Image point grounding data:
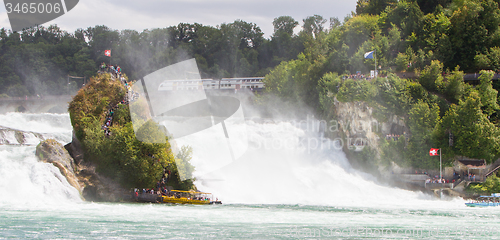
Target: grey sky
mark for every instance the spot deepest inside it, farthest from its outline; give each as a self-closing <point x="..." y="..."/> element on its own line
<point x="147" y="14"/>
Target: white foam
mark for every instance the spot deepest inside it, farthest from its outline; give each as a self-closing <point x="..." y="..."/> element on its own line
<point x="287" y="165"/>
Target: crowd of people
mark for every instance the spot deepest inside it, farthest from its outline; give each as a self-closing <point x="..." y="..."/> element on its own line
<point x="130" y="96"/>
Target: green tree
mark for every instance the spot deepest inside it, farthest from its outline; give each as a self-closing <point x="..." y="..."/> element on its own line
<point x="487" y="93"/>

---

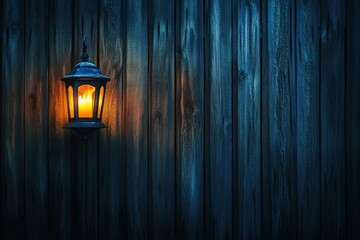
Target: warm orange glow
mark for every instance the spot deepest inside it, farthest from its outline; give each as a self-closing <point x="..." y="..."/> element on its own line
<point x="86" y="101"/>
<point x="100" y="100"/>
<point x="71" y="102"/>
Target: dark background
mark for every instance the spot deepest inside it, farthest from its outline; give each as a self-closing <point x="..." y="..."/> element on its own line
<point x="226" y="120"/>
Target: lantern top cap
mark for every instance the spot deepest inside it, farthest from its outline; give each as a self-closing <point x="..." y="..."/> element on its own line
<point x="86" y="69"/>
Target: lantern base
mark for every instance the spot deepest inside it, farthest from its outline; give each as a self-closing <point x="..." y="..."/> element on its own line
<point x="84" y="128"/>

ASSIGNMENT: In the data above, retype exactly and only the lines between the one holding "Target: white foam" and the one holding "Target: green tree", inclusive.

EXERCISE SOLUTION:
Target: white foam
mark for every instance the spot deepest inside it, farthest from its outline; give each as a self-closing <point x="..." y="..."/> element on its own line
<point x="287" y="165"/>
Target: crowd of people
mark for every instance the spot deepest inside it, farthest from its outline; give each as a self-closing <point x="..." y="..."/> element on its own line
<point x="130" y="96"/>
Target: green tree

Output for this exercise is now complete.